WHAT THIS TASK INVOLVES —
Find how many lines of the entries contain the word "target", then report that figure alone.

DATASET RECORDS —
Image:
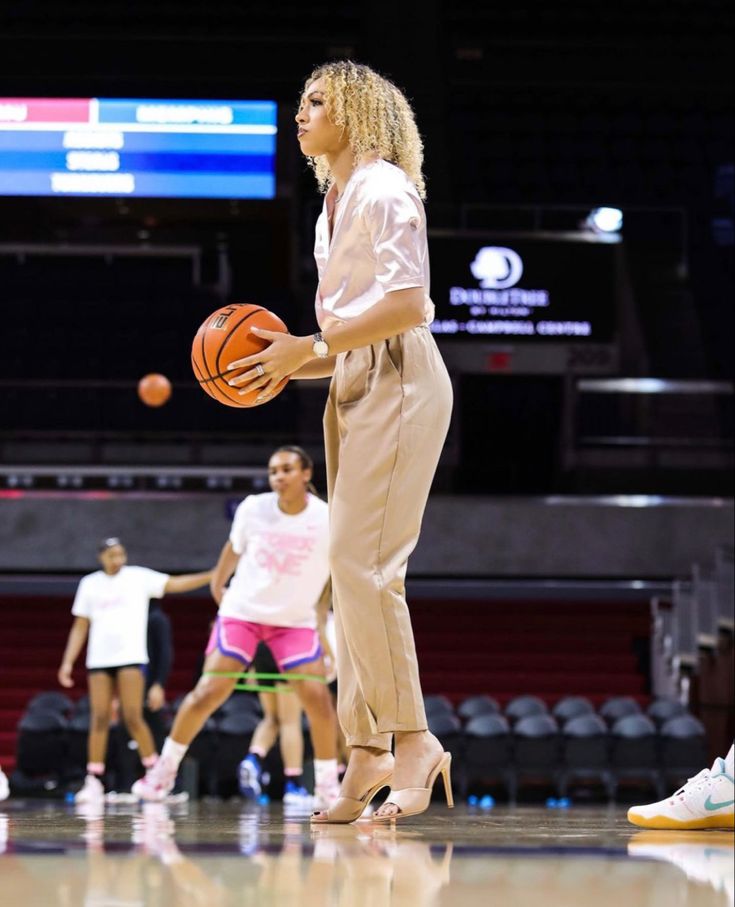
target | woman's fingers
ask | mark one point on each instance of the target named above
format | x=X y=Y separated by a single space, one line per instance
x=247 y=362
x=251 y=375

RESPONSE TO THIS EXERCISE —
2